### ABOUT THIS TASK
Look through the records and copy every line in which "below" appears.

### DATASET RECORDS

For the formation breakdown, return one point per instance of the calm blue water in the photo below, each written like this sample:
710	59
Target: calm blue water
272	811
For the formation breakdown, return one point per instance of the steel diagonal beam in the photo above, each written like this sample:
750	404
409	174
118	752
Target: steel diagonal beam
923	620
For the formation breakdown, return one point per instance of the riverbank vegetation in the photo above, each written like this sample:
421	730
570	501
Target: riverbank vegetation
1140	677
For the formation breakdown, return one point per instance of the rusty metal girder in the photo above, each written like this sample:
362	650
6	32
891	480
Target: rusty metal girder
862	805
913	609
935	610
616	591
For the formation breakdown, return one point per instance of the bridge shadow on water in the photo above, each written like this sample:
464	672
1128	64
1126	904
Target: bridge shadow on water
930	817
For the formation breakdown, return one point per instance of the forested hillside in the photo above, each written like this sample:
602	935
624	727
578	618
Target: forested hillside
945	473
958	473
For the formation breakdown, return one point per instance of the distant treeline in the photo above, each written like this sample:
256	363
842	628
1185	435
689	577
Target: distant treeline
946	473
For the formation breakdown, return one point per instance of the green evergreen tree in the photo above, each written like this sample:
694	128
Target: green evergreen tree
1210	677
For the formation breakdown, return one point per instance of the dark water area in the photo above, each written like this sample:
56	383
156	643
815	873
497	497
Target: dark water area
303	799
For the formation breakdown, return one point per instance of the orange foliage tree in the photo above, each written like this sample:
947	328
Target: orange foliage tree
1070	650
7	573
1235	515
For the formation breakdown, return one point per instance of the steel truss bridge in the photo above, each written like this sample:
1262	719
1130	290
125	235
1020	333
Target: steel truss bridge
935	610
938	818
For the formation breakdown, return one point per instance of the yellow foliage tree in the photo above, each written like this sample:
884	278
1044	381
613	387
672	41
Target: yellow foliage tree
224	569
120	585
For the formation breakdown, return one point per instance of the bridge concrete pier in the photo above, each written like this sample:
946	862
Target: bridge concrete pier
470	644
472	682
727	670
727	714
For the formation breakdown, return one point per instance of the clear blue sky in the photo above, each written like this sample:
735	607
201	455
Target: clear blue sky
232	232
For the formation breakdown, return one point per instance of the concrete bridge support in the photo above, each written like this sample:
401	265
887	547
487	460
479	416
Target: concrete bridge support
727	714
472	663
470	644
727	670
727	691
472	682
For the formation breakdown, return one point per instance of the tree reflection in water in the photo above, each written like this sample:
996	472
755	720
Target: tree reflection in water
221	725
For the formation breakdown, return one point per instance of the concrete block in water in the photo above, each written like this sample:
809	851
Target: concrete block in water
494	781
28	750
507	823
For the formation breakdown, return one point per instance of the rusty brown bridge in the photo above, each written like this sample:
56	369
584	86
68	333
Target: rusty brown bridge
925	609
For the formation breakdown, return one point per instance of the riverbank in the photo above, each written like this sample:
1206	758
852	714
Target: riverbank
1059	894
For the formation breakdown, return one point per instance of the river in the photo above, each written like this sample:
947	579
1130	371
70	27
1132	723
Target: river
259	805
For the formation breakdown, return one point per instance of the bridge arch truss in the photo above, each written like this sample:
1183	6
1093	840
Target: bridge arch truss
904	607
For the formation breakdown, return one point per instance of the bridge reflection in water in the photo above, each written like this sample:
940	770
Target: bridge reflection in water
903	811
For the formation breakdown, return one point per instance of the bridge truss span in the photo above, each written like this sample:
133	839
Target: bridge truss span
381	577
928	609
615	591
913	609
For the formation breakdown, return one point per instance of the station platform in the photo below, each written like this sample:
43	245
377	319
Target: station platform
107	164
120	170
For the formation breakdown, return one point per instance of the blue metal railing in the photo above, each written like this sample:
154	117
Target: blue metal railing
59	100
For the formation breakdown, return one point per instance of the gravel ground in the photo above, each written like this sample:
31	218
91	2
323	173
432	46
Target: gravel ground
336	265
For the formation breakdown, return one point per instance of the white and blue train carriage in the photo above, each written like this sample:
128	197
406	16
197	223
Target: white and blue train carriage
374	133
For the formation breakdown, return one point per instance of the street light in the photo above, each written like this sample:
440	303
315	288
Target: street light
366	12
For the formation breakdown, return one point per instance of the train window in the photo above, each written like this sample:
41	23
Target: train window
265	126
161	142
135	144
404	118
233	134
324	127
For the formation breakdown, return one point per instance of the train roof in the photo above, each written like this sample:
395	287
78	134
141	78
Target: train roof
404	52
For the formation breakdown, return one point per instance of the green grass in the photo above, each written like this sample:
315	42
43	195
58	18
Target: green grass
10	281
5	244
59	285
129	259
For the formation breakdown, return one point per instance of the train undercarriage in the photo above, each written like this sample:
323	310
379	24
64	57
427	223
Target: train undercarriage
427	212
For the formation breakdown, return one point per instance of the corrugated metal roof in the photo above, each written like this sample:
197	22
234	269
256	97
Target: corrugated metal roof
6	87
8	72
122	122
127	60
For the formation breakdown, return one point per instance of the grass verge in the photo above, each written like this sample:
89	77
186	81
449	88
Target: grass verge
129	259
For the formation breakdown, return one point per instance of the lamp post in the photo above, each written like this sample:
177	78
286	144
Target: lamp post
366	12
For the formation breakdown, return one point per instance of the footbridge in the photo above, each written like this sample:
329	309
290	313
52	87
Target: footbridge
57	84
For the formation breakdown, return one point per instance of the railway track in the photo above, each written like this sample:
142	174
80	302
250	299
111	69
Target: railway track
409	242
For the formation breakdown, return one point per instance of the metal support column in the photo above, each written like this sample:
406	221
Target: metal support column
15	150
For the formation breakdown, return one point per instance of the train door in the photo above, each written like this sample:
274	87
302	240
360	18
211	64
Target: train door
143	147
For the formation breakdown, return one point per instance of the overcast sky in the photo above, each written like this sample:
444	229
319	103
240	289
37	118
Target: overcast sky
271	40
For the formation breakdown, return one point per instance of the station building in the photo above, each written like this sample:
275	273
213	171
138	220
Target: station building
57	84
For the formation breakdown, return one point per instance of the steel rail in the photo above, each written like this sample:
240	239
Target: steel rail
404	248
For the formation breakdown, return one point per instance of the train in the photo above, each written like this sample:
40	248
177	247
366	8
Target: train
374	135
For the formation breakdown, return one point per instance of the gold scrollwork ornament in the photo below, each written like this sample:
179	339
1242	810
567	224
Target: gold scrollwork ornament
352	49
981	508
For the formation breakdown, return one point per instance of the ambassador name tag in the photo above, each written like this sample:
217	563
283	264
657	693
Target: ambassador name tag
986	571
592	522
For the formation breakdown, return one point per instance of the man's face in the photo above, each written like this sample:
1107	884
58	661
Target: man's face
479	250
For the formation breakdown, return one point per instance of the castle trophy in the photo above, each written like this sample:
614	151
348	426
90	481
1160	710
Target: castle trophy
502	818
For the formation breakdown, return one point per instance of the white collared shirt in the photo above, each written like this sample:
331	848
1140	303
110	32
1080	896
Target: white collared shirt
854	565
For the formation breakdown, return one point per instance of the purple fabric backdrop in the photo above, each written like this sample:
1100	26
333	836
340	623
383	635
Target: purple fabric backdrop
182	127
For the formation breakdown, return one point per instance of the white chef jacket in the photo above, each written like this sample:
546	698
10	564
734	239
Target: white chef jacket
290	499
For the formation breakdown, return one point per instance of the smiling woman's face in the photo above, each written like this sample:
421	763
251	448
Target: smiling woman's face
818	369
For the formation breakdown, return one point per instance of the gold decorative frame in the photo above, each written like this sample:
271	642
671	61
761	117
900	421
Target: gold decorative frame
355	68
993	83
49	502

### FINAL ANSWER
For the formation breakdown, return one point per instance of the calm blue water in the photo below, each written like this sample:
For the formation breakdown, return one point per instance of the station platform in the photo below, each written like this sample:
For the formation breakdown, return one point per instance of the gold scrollwork ornament in the photo below, each written like this sample:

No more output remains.